◆ **Selected passage**
____

In January of 2016, I decided to do all the Alexander Yannai lessons in sequence start to finish.
There are 550 of these lessons that Moshe Feldenkrais taught in the 1950s through the 1970s. Moshe taught the classes at a studio on Alexander Yannai street in Israel. For some reason, nearly all of Moshe’s lessons are known by where they were taught. So these are known as the Alexander Yannai lessons or as identified by Feldenkrais Practitioners, the AY lessons.
The lessons range from easy to challenging. Some are simple, others complex, some are utterly confusing while others are mind-blowing. We can only imagine Moshe was teaching a range of students from the inexperienced person off the street to professional dancers and athletes.
I decided to embark on this series because it was just too easy to read through the titles and think, “I don’t want to do that one” or “That sounds interesting, I’ll do that one.” I knew I was missing something.
I also wanted to have the experience of being with Moshe. As I do the lessons, I imagine I am with him in his studio on Alexander Yannai street with other students around me doing the lessons.
So I decided to do them all, in sequence start to finish. The project took me two years. I did my best to do one lesson every day … but as you do the math was only able to do about 275 lessons each year.
I did them without question and without hesitation. I would get up about 5, get my dog, Fred, get my coffee and do a lesson. Fred, our Cardigan Corgi, has been my faithful companion through this journey.
The experience has been remarkable and transformational. I did lessons I would never have done by just browsing the titles. I could see connections between them. I could see how some of them were the groundwork for those which would become “classics lessons.” And I got a window into Moshe’s thinking.
The lessons informed my private practice. I would often try to bring in ideas from the experience I had that morning into the Functional Integration (FI) lessons I was giving that day. I also found that I had more flexibility in doing FI. By that I mean if I encountered some limiting pattern my client had I could easily intuit a variation or a way to guide their awareness that would cultivate change in that pattern.
Over time I found myself going to bed at night and thinking, “I can’t wait to get up in the morning, get my dog, get my coffee and do another lesson.”
As I went through the lessons, I categorized them. I had categories for things like extensors, eyes, twisting, those done in standing, or using a chair and so on. I probably have 40 additional classes, and of course, some of the lessons overlap in several groups. I also have a list of ones that I love and a list of those that were really hard for me to do or understand.

____

◆ **Exercises**
• 1. Rewrite the stretch of the Alexander Yannai lessons account from "I also wanted" through "doing the lessons.", swapping "studio" for "classroom".
• 2. In the Alexander Yannai lessons account, what breed is the dog named Fred?
• 3. Carry on the Alexander Yannai lessons account from its final sentence.

◆ **Stored rows**
____

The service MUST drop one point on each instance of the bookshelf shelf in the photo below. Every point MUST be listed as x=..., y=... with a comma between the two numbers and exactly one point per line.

____

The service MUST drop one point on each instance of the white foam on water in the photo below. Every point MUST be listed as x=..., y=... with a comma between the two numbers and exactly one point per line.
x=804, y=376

____

◆ **Outputs in order**
• 1.
I also wanted to have the experience of being with Moshe. As I do the lessons, I imagine I am with him in his classroom on Alexander Yannai street with other students around me doing the lessons.

• 2. A Cardigan Corgi.

• 3.
It took me two years to go through all 550 lessons. I finished the AY series in late December of 2017. Then I decided to go through each category that I had created start to finish.
First I started with the ones I loved. Curiously, some of them I still loved and others I was like “meh … that was a good lesson but …” The next class of lessons was those that were hard for me to do. And guess what? Most of them weren’t that hard. In fact, most of them were pretty straightforward.
So that’s interesting. That shows a pretty radical reorganization of in myself between then and now.
I also made notes about every lesson. It’s funny to me now. I look back at my early records and see that I wrote maybe 2 or 3 lines describing the position and perhaps a couple of variations. Like these from AY 28, Legs crossed and expanding chest and abdomen: “Position – on the back, legs crossed. Tilting legs, expanding chest/abdomen, triangle arms, lifting head.” Now I write paragraphs about each lesson. You can see that in a couple of recent posts relating to AY 303 and AY 305
I am continuing my journey through the Alexander Yannai series. I am working through all the categories I created during my first pass through the lessons. My understanding of Moshe’s teachings, myself, and his thinking continues to deepen. I expect I will be on this journey for at least another two years. Getting up about 5, with Fred, getting my coffee and getting on the floor to do another AY lesson.
If you are a practitioner, I strongly encourage you to take this journey yourself. I know there is a Facebook group called AY-a-Day, which is excellent. Do them with that group or do them on your own. Just do them.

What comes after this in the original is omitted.